Objective ▸ Can you lay out the lines of the entries as a JSON list of strings, starting at the line containing "point: collapsed house" and ending at the line containing "column 665, row 301", with both of those lines included? Give one string per line, leave out blank lines, and include nothing outside that span.

Data shown ▸
## Start
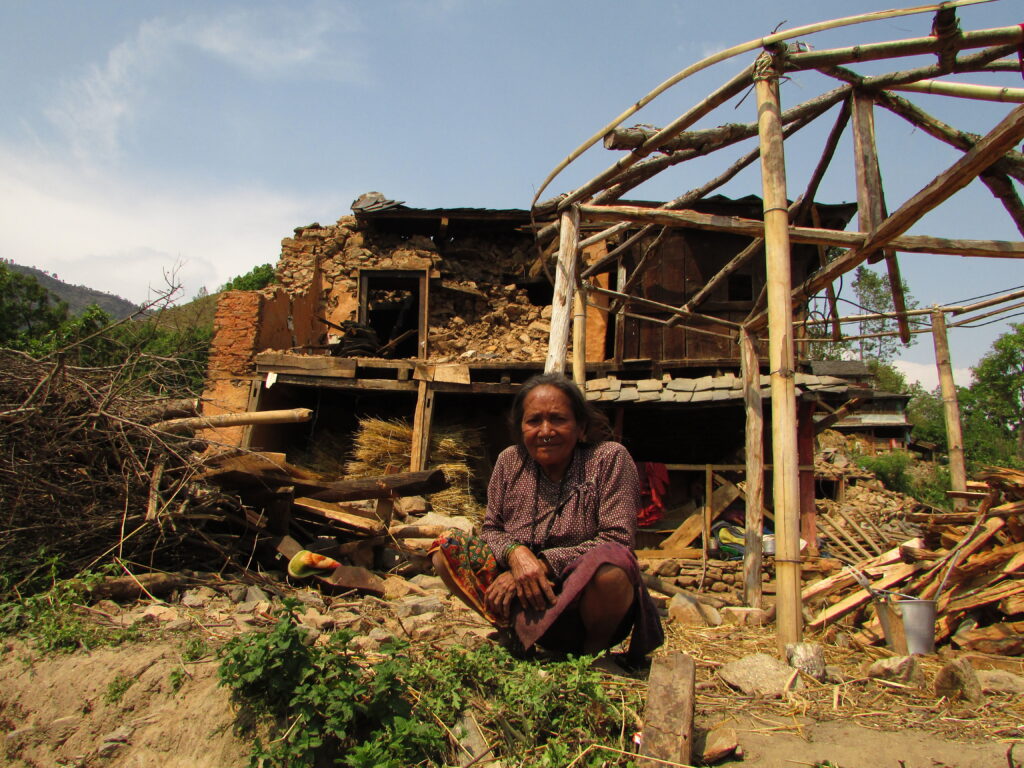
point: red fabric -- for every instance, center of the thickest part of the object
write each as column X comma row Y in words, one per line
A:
column 653, row 484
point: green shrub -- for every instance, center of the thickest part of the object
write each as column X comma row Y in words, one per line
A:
column 328, row 700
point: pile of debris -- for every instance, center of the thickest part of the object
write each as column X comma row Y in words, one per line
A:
column 969, row 563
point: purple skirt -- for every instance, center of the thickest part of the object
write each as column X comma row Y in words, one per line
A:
column 559, row 628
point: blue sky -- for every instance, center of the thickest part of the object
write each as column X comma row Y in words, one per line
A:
column 140, row 139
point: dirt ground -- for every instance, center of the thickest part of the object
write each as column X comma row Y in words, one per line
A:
column 58, row 710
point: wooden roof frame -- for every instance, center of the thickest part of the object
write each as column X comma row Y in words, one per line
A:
column 990, row 158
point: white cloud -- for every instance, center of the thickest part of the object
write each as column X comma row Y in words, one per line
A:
column 120, row 238
column 928, row 376
column 96, row 109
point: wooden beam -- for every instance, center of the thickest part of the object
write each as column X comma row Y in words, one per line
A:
column 755, row 228
column 561, row 303
column 805, row 452
column 580, row 337
column 954, row 433
column 753, row 518
column 910, row 47
column 960, row 174
column 780, row 353
column 291, row 416
column 964, row 90
column 871, row 199
column 668, row 715
column 422, row 421
column 1011, row 164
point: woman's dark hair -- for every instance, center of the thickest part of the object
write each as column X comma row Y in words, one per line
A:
column 594, row 423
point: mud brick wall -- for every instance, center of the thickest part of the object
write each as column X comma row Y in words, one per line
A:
column 476, row 311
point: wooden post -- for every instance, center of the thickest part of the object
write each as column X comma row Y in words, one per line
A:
column 580, row 338
column 668, row 714
column 621, row 314
column 805, row 453
column 871, row 201
column 421, row 427
column 707, row 511
column 754, row 518
column 561, row 303
column 780, row 355
column 954, row 434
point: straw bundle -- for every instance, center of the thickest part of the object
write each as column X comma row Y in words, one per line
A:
column 381, row 444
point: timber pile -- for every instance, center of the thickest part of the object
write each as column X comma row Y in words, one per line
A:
column 971, row 563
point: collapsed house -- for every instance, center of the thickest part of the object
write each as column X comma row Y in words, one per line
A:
column 436, row 316
column 665, row 301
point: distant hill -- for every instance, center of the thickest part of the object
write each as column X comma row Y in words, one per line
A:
column 78, row 297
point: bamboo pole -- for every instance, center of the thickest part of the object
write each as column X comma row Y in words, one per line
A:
column 783, row 401
column 960, row 174
column 754, row 517
column 871, row 198
column 897, row 48
column 580, row 337
column 232, row 420
column 729, row 53
column 1011, row 164
column 755, row 228
column 954, row 435
column 561, row 303
column 964, row 90
column 666, row 307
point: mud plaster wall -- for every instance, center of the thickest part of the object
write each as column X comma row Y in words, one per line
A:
column 477, row 311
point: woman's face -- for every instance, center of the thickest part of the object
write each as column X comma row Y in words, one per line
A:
column 550, row 430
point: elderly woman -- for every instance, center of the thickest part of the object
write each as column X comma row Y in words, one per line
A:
column 554, row 560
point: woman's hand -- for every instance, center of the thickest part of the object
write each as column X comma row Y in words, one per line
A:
column 499, row 596
column 532, row 579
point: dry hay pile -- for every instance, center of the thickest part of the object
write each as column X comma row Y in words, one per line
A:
column 79, row 470
column 385, row 445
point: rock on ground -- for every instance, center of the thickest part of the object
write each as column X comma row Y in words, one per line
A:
column 760, row 675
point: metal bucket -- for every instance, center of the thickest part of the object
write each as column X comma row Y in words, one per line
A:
column 919, row 625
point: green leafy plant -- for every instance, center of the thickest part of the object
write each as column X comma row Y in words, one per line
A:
column 177, row 678
column 117, row 688
column 328, row 700
column 49, row 611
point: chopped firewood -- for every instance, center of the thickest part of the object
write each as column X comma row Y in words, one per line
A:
column 336, row 513
column 1006, row 638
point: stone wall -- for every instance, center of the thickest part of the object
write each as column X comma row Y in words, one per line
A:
column 475, row 311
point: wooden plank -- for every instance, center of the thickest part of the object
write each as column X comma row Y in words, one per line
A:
column 683, row 553
column 316, row 365
column 754, row 441
column 561, row 302
column 892, row 577
column 668, row 716
column 691, row 527
column 402, row 483
column 422, row 420
column 336, row 514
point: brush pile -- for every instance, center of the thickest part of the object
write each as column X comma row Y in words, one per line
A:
column 82, row 477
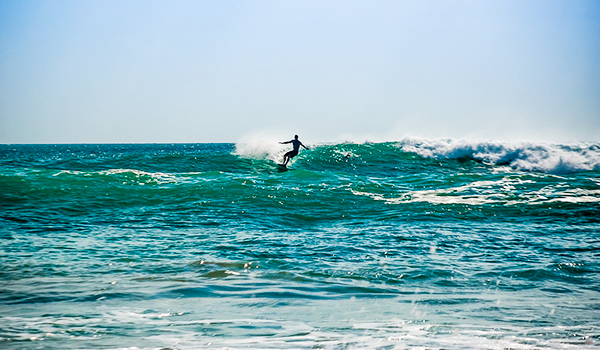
## End
Result of this exercise ▸
[
  "point: collapsed house -- for every instance, center of the thickest part of the object",
  "write each as column X comma row Y in words, one per line",
  "A:",
  "column 436, row 316",
  "column 665, row 301"
]